- Task statement: Copy the material below word for word, leaving out the pictures.

- Listing:
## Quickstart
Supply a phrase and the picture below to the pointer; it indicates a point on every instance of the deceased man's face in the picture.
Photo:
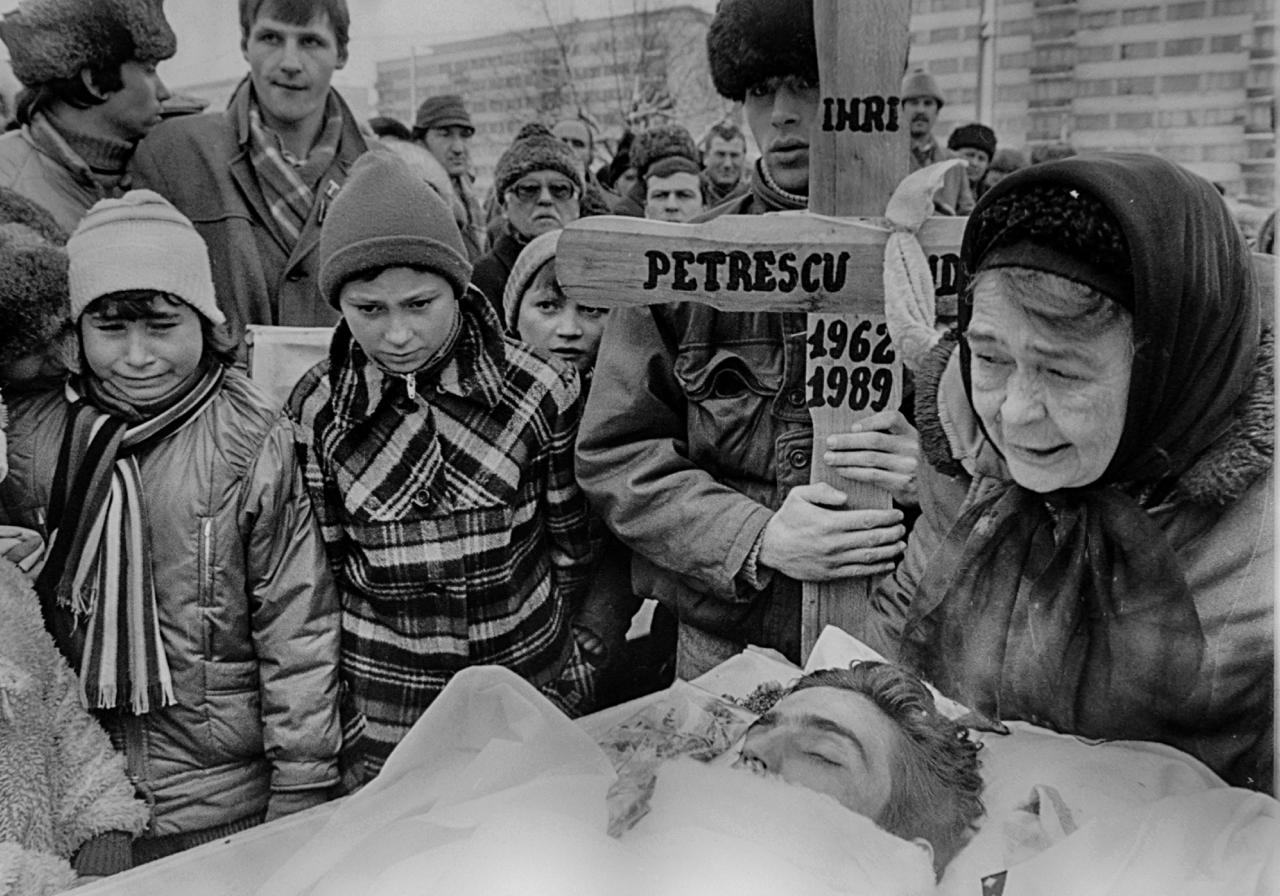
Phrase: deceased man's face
(831, 740)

- Solution to the exercise:
## Quickstart
Supply a phrase and the picture below to the pointer; it indicates a point on every instance of the deceased man's face in the picture.
Photo:
Phrase: deceased man's face
(831, 740)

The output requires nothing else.